Some of the committee's most trenchant criticism, echoed by Lord
Lawson today, was reserved for the way the IPCC "has mutated in the
minds of those who head it into something more like a politically
correct alarmist pressure group".

"Nevertheless," he says, "we have to accept that the IPCC is far and
away the most influential player on this issue. What I therefore try
to do in my book is to accept the general case it has made, but to
look very carefully at how it is made and its implications."

One useful thing Lord Lawson does is to examine what the IPCC is
actually saying in the small print of its latest report, as compared
with the wilder exaggerations favoured by the Stern Review and Al
Gore. "If you look at the IPCC's detailed predictions, on such issues
as food and water shortages, sea-level rise and health, they paint
nothing like the catastrophe we are made familiar with by the media. A
maximum sea-level rise of 23in over 100 years hardly compares with the
20ft predicted by Mr Gore's film.

"Indeed, from the IPCC's predictions," he says, "we can calculate that
the upshot of this great disaster facing the world might be that our
great-grandchildren, instead of being slightly more than 4.8 times as
well off as we are, would be only 4.7 times as well off."

One huge gap in the IPCC's thinking, Lord Lawson suggests, is that "it
fails almost completely to take account of the capacity of human
beings to adapt to changing temperatures - as we can see from
comparing Finland with Singapore, two of the world's most successful
economies. In the first, people manage to live happily with an average
annual temperature of 5C; in the second, they can cope with an average
of 27C."

He goes on to contrast some of the crazier predictions on such matters
as the melting of polar ice or the shifting of the Gulf Stream with
the much less alarmist views of genuine experts in these fields -
showing how the "threat from which the planet must be saved" has been
almost laughably exaggerated.

So what then should we do about it? Lord Lawson discusses the familiar
implausibility of reaching any worldwide agreement on massive cuts in
CO2, when developing countries such as China and India cannot see why
they should be denied the hope of emulating the living standards of
the West.

He similarly dismisses the futility of most of the techniques being
proposed to "mitigate" those emissions, from "cap-and-trade" schemes
to reliance on biofuels, which "even the most zealous
environmentalists now realise do far more environmental damage than
anything they might seek to cure".

As for "such feelgood measures as driving a hybrid car or not leaving
our television sets on standby, in this context they are trivial to
the point of irrelevance".

Records:

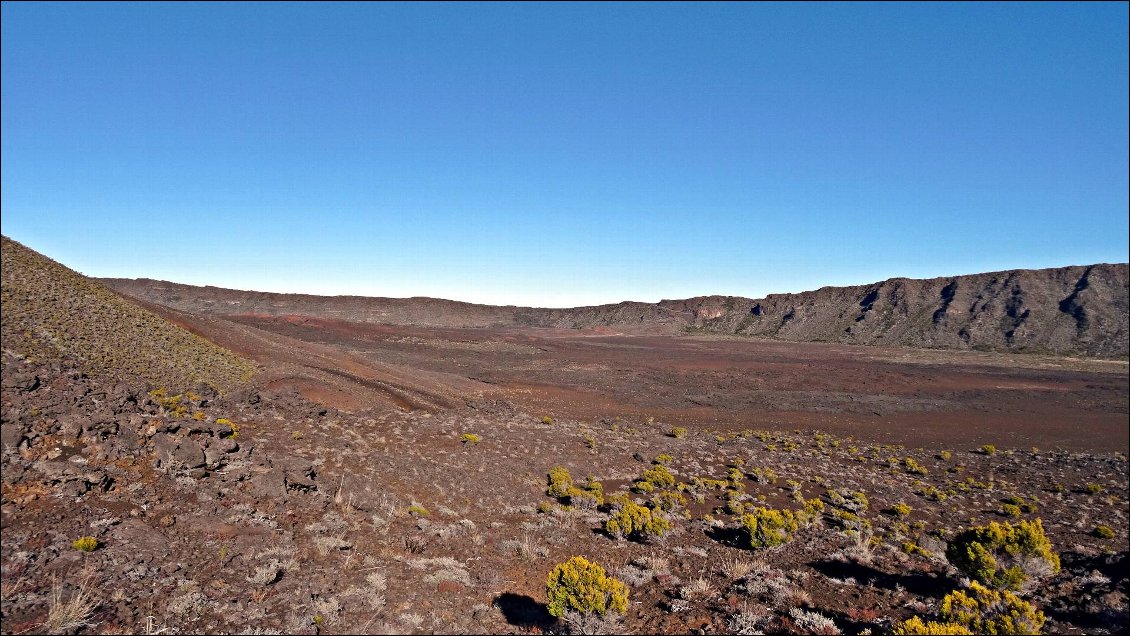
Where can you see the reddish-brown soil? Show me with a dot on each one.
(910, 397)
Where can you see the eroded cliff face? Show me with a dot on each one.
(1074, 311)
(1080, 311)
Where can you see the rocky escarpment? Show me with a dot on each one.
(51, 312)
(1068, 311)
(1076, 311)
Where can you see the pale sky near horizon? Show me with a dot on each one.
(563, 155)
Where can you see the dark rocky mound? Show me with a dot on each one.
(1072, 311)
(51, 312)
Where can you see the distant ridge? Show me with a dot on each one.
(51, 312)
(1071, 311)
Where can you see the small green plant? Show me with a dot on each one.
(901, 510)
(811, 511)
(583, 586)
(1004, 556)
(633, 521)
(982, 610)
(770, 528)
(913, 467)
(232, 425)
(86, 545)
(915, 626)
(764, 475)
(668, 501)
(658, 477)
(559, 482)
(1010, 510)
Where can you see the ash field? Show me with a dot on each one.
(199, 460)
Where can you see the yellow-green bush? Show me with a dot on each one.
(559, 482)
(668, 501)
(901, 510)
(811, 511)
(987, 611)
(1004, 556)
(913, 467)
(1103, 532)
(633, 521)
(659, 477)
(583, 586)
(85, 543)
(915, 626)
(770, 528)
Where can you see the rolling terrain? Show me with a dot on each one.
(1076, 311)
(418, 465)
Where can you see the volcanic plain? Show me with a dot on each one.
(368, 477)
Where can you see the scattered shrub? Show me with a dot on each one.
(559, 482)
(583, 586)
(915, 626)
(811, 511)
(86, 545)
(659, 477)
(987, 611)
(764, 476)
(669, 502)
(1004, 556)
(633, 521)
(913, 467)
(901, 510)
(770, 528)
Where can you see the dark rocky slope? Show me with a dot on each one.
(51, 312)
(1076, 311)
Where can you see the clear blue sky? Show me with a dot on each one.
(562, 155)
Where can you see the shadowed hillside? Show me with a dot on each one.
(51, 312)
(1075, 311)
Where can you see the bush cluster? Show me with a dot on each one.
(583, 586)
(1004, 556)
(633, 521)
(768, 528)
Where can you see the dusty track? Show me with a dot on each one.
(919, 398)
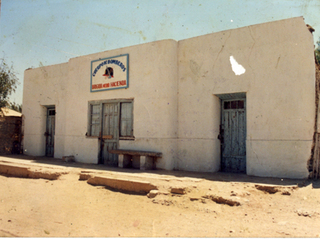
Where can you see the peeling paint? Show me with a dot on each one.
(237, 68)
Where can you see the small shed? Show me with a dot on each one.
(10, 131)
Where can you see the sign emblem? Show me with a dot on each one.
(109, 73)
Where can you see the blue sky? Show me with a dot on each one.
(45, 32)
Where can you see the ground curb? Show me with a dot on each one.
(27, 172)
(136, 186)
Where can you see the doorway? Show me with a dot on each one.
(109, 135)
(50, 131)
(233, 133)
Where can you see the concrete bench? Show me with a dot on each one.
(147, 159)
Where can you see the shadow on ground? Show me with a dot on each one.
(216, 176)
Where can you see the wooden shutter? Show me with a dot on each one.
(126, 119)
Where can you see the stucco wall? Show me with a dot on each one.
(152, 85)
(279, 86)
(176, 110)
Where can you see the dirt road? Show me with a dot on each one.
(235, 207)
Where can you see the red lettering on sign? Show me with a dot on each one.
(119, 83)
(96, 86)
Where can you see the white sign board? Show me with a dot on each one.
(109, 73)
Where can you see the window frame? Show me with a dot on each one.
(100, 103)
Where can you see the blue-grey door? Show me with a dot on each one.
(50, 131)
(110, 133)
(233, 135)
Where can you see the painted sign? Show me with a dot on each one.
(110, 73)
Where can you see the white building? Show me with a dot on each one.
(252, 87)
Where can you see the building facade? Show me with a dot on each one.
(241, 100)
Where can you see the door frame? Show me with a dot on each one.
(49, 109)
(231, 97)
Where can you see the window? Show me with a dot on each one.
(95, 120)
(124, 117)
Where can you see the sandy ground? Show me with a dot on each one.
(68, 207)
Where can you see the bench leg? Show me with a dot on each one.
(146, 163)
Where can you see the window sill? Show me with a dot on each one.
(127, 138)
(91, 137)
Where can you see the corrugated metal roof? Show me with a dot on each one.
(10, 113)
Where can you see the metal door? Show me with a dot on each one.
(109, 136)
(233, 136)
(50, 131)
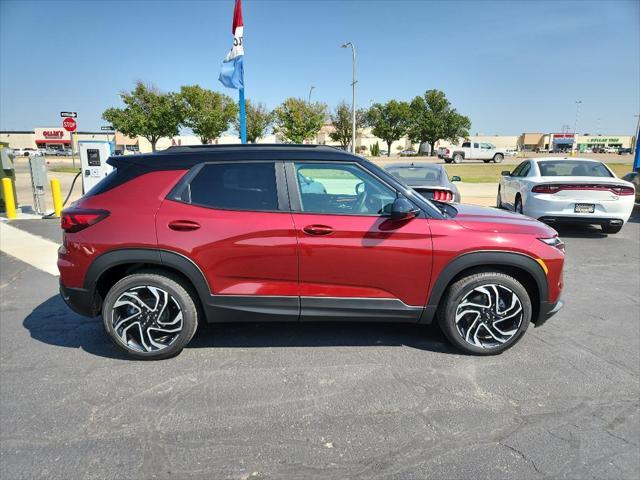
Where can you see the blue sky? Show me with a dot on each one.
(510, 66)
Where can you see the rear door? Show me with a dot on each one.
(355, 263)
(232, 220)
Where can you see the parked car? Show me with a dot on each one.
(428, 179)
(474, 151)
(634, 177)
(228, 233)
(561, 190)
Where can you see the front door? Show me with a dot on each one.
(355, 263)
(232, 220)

What you need to do:
1/ Answer these from the passage on Lord Lawson and the IPCC:
(a) What maximum sea-level rise over 100 years does the passage attribute to the IPCC?
(b) What average annual temperature is given for Singapore?
(c) According to Lord Lawson's calculation, how many times as well off would our great-grandchildren be instead of slightly more than 4.8 times?
2/ Find each line of the listing that contains the word "white", matching case, and copy those lines.
The passage and the listing have no connection to each other.

Answers to the tasks:
1/
(a) 23in
(b) 27C
(c) 4.7 times

2/
Where can you see the white sign board? Show me with a dot on each one.
Where can you see the white building? Show me with a dot on each one.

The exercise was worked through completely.